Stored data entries

---------------

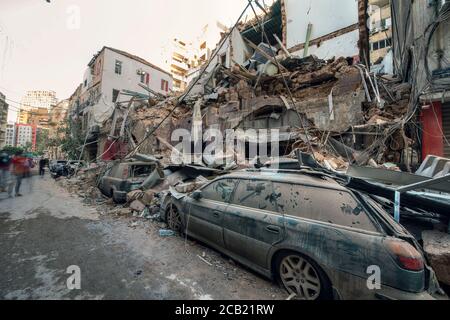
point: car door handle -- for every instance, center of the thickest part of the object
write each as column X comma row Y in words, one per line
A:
column 273, row 229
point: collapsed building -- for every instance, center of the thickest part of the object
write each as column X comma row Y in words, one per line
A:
column 315, row 88
column 307, row 77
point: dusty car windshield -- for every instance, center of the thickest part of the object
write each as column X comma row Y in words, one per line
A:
column 220, row 190
column 255, row 194
column 326, row 205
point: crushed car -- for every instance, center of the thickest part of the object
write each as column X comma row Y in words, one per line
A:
column 318, row 238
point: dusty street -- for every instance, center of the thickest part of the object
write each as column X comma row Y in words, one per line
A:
column 48, row 230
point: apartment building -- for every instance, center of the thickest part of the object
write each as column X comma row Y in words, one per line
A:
column 38, row 99
column 3, row 119
column 10, row 135
column 112, row 77
column 25, row 135
column 380, row 30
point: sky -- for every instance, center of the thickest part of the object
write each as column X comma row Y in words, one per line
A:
column 47, row 46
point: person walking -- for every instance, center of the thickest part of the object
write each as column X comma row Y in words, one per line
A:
column 5, row 177
column 21, row 169
column 42, row 164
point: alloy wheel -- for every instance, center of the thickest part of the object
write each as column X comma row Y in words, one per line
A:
column 174, row 218
column 299, row 277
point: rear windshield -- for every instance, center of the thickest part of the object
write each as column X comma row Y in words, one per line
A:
column 326, row 205
column 141, row 171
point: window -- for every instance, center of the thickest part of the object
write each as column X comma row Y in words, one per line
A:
column 115, row 95
column 220, row 191
column 331, row 206
column 223, row 59
column 165, row 85
column 256, row 194
column 118, row 69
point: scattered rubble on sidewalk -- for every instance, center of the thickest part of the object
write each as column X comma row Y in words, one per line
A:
column 356, row 126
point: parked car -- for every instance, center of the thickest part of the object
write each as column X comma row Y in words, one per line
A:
column 319, row 239
column 125, row 177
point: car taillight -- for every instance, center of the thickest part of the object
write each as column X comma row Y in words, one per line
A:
column 406, row 255
column 125, row 173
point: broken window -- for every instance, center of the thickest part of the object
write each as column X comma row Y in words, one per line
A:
column 165, row 85
column 118, row 69
column 115, row 95
column 223, row 59
column 256, row 194
column 220, row 191
column 141, row 171
column 326, row 205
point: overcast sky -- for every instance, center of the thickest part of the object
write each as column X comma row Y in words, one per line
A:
column 42, row 47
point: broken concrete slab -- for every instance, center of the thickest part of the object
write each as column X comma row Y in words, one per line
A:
column 137, row 206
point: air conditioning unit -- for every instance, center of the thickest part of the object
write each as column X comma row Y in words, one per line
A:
column 442, row 3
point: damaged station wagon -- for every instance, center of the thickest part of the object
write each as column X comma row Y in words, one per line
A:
column 319, row 239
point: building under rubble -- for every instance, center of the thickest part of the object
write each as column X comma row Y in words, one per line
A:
column 302, row 68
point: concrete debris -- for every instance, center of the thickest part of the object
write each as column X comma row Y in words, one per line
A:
column 134, row 195
column 166, row 233
column 137, row 206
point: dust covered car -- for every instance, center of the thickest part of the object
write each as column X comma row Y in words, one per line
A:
column 319, row 239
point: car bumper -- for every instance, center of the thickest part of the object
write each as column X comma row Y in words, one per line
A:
column 351, row 287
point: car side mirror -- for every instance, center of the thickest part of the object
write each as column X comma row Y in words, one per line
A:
column 197, row 195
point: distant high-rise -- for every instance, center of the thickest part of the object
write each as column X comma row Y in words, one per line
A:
column 39, row 99
column 3, row 119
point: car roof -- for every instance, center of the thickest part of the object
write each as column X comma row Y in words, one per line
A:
column 296, row 178
column 138, row 163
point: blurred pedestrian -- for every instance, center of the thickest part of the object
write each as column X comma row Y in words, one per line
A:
column 5, row 176
column 42, row 164
column 21, row 170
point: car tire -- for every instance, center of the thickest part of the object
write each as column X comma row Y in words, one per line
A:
column 115, row 197
column 301, row 276
column 173, row 218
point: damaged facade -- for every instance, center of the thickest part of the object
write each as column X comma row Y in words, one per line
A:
column 300, row 68
column 113, row 76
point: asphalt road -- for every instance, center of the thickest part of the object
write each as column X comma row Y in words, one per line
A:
column 48, row 230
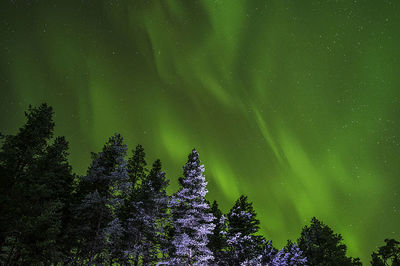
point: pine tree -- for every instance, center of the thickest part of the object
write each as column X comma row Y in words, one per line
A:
column 105, row 179
column 322, row 246
column 291, row 255
column 217, row 240
column 143, row 216
column 243, row 243
column 388, row 254
column 131, row 218
column 35, row 198
column 191, row 218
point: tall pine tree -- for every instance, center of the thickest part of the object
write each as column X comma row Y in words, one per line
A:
column 322, row 246
column 243, row 243
column 388, row 254
column 35, row 193
column 106, row 177
column 217, row 240
column 191, row 218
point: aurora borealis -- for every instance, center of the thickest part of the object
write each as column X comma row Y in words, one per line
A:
column 293, row 103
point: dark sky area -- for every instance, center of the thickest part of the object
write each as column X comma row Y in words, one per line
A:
column 293, row 103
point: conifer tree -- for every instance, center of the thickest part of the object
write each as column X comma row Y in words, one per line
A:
column 322, row 246
column 191, row 218
column 36, row 188
column 388, row 254
column 243, row 243
column 217, row 240
column 131, row 217
column 106, row 177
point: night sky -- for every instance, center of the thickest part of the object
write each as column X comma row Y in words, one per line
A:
column 293, row 103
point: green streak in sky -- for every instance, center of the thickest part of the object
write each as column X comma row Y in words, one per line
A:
column 296, row 105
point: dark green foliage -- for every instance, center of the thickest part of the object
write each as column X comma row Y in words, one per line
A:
column 36, row 190
column 243, row 242
column 96, row 210
column 217, row 241
column 322, row 246
column 388, row 254
column 137, row 166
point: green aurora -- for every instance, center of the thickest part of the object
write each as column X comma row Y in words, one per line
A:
column 293, row 103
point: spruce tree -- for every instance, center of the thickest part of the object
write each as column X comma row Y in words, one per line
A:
column 37, row 179
column 191, row 218
column 143, row 216
column 106, row 177
column 217, row 240
column 322, row 246
column 388, row 254
column 131, row 218
column 243, row 243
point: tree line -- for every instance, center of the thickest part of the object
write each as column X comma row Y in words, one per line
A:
column 119, row 212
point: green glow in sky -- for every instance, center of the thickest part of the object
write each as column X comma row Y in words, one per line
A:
column 293, row 103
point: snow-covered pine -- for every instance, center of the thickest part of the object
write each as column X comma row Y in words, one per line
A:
column 106, row 175
column 193, row 223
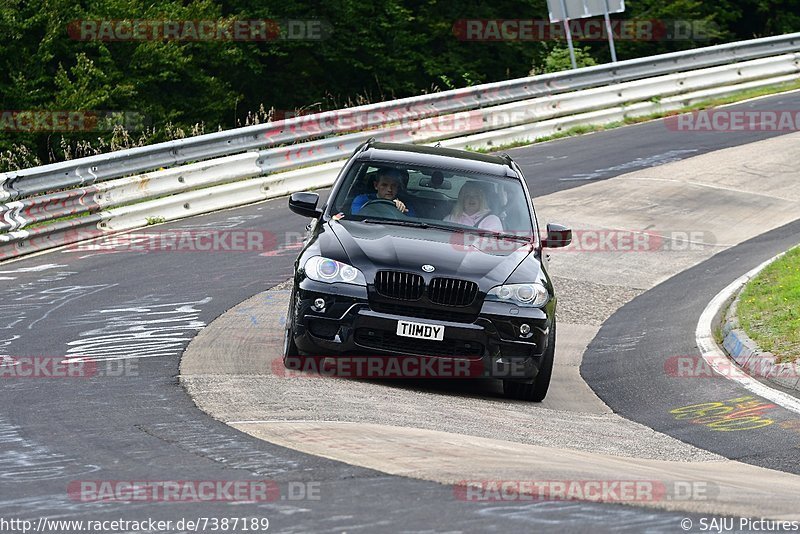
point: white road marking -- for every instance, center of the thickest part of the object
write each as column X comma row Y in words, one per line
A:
column 720, row 362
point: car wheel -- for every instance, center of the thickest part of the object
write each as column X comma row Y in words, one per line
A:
column 292, row 359
column 537, row 391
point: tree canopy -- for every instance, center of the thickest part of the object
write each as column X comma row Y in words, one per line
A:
column 369, row 52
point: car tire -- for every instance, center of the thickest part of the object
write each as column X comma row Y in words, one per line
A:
column 537, row 391
column 292, row 359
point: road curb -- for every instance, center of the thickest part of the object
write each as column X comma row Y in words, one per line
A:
column 746, row 352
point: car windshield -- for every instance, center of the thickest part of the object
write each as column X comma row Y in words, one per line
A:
column 456, row 200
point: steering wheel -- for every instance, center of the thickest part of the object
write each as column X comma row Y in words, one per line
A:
column 382, row 208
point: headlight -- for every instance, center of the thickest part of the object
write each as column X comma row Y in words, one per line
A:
column 533, row 295
column 330, row 271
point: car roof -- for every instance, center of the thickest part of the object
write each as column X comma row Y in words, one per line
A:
column 438, row 157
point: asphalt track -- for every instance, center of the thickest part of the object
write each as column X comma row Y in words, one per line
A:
column 632, row 362
column 142, row 426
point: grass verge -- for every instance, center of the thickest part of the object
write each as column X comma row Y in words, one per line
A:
column 769, row 307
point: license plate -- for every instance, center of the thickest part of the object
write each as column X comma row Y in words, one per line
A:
column 420, row 330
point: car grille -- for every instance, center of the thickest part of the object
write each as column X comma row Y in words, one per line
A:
column 424, row 313
column 399, row 285
column 387, row 341
column 452, row 292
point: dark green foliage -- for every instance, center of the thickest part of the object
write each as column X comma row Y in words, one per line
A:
column 375, row 51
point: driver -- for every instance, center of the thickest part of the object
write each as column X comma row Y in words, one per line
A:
column 387, row 186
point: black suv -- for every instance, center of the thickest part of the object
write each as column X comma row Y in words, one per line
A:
column 431, row 254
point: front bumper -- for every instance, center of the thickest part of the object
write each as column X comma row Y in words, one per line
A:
column 490, row 345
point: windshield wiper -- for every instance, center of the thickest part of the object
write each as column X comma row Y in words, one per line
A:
column 459, row 229
column 483, row 231
column 397, row 222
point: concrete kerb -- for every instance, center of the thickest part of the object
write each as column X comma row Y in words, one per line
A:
column 746, row 352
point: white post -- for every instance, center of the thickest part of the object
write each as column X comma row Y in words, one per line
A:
column 610, row 35
column 569, row 34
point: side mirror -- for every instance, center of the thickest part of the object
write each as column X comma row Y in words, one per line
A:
column 557, row 236
column 305, row 204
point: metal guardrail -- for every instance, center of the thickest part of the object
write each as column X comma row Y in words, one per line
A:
column 94, row 184
column 94, row 169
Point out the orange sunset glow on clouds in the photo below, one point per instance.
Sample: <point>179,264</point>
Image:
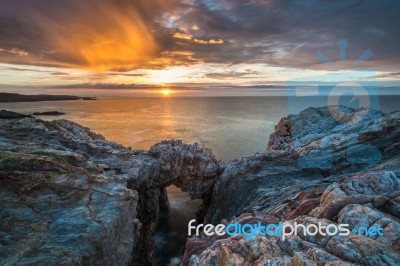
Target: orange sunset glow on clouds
<point>187,43</point>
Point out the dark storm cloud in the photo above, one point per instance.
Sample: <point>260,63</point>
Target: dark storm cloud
<point>285,33</point>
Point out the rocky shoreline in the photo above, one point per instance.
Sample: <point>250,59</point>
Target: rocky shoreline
<point>70,197</point>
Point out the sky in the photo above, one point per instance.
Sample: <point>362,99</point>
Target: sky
<point>195,47</point>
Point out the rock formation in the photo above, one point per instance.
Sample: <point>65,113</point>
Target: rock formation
<point>70,197</point>
<point>353,179</point>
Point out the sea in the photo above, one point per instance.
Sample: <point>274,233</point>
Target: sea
<point>232,127</point>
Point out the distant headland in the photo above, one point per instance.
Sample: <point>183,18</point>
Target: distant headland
<point>15,97</point>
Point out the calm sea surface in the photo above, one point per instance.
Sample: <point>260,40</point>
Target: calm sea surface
<point>232,127</point>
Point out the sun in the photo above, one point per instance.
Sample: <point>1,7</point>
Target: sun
<point>166,92</point>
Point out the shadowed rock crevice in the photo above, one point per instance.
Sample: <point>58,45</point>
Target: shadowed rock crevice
<point>71,197</point>
<point>359,188</point>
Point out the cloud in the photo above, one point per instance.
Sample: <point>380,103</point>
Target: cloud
<point>106,35</point>
<point>99,35</point>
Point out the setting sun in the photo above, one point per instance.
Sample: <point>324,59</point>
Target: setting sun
<point>166,92</point>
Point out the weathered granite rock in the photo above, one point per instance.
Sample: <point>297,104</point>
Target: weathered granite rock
<point>70,197</point>
<point>356,187</point>
<point>190,167</point>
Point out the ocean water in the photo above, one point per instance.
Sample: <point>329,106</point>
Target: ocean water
<point>232,127</point>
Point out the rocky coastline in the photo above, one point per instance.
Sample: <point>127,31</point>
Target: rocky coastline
<point>71,197</point>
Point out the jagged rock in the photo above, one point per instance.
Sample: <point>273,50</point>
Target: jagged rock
<point>190,167</point>
<point>356,187</point>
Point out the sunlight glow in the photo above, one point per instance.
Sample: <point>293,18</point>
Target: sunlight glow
<point>166,92</point>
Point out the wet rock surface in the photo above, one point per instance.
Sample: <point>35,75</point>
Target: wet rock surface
<point>357,187</point>
<point>68,196</point>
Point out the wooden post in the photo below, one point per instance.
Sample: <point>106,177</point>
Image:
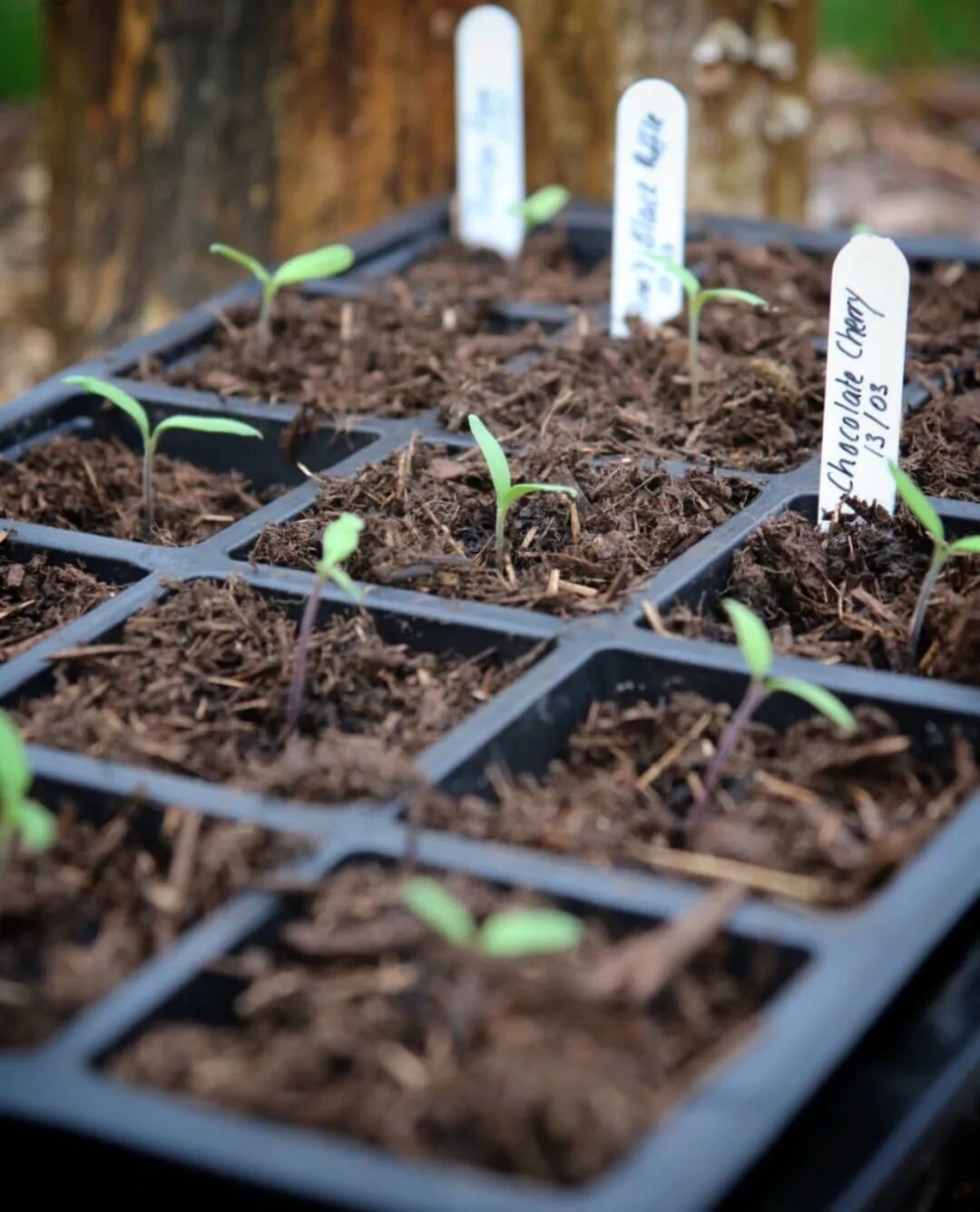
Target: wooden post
<point>277,125</point>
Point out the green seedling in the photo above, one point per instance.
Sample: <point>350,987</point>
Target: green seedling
<point>697,297</point>
<point>22,821</point>
<point>137,413</point>
<point>339,543</point>
<point>943,549</point>
<point>509,933</point>
<point>505,491</point>
<point>326,262</point>
<point>758,650</point>
<point>543,205</point>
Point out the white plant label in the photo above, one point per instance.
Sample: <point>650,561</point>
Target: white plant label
<point>490,130</point>
<point>868,314</point>
<point>648,202</point>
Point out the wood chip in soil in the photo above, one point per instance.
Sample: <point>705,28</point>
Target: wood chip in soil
<point>429,523</point>
<point>847,596</point>
<point>806,814</point>
<point>940,446</point>
<point>759,412</point>
<point>199,685</point>
<point>113,892</point>
<point>397,359</point>
<point>944,321</point>
<point>38,596</point>
<point>360,1022</point>
<point>97,487</point>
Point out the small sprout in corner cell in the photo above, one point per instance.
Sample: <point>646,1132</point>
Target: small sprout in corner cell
<point>918,506</point>
<point>22,820</point>
<point>339,543</point>
<point>697,297</point>
<point>758,650</point>
<point>137,413</point>
<point>326,262</point>
<point>543,206</point>
<point>505,491</point>
<point>509,933</point>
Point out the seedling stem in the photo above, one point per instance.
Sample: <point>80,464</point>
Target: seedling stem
<point>339,541</point>
<point>758,648</point>
<point>137,413</point>
<point>697,297</point>
<point>505,490</point>
<point>326,262</point>
<point>943,549</point>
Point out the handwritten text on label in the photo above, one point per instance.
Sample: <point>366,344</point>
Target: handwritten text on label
<point>868,310</point>
<point>490,130</point>
<point>648,205</point>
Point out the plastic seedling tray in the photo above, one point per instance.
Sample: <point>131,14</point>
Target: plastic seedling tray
<point>839,972</point>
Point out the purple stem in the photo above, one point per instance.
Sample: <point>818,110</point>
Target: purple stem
<point>299,668</point>
<point>755,694</point>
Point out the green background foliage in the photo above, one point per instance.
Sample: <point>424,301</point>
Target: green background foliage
<point>903,33</point>
<point>20,49</point>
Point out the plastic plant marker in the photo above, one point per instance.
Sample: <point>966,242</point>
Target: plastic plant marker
<point>490,130</point>
<point>650,191</point>
<point>868,313</point>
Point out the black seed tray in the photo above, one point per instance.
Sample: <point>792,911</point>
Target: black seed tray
<point>843,971</point>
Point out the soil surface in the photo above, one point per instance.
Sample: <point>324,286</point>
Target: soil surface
<point>944,325</point>
<point>808,814</point>
<point>107,897</point>
<point>364,1023</point>
<point>848,596</point>
<point>760,412</point>
<point>38,596</point>
<point>96,485</point>
<point>546,271</point>
<point>430,527</point>
<point>940,445</point>
<point>198,684</point>
<point>383,358</point>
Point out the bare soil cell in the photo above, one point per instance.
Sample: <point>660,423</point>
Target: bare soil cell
<point>940,445</point>
<point>430,521</point>
<point>848,596</point>
<point>361,1022</point>
<point>198,684</point>
<point>96,485</point>
<point>759,412</point>
<point>546,271</point>
<point>107,897</point>
<point>397,359</point>
<point>808,814</point>
<point>36,597</point>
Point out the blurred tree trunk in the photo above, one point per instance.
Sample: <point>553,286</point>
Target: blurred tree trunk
<point>277,125</point>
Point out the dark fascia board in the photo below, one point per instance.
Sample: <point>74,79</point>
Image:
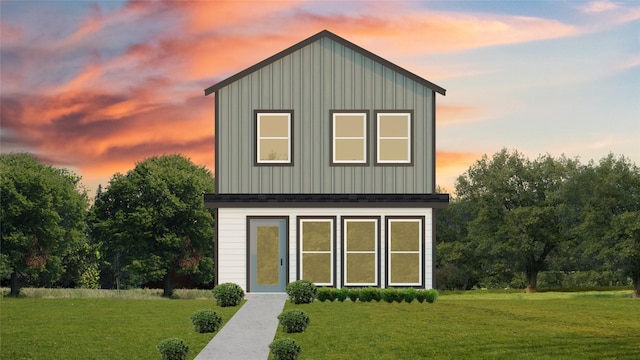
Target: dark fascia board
<point>326,200</point>
<point>312,39</point>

---------------

PROBLEM DESCRIPTION: Rewrite the material as a JSON list of strings with one string per line and no blank lines, beginning at the line that contains "point: conifer tree" and stopping after the line that contains "column 296, row 105".

COMPLETE RESPONSE:
[
  "point: conifer tree -- for every instance, center of the thickest part of the object",
  "write each as column X comma row Y in words, one per line",
  "A:",
  "column 322, row 246",
  "column 191, row 218",
  "column 36, row 188",
  "column 388, row 254",
  "column 243, row 243",
  "column 217, row 240",
  "column 131, row 217",
  "column 106, row 177",
  "point: night sky -- for every instance, center of the thickest part of the object",
  "write each as column X comma row Y in words, one per line",
  "A:",
  "column 293, row 103",
  "point: green streak in sky -- for every instance, center of the thickest part of the object",
  "write each as column X comma row Y in words, one per line",
  "A:",
  "column 296, row 105"
]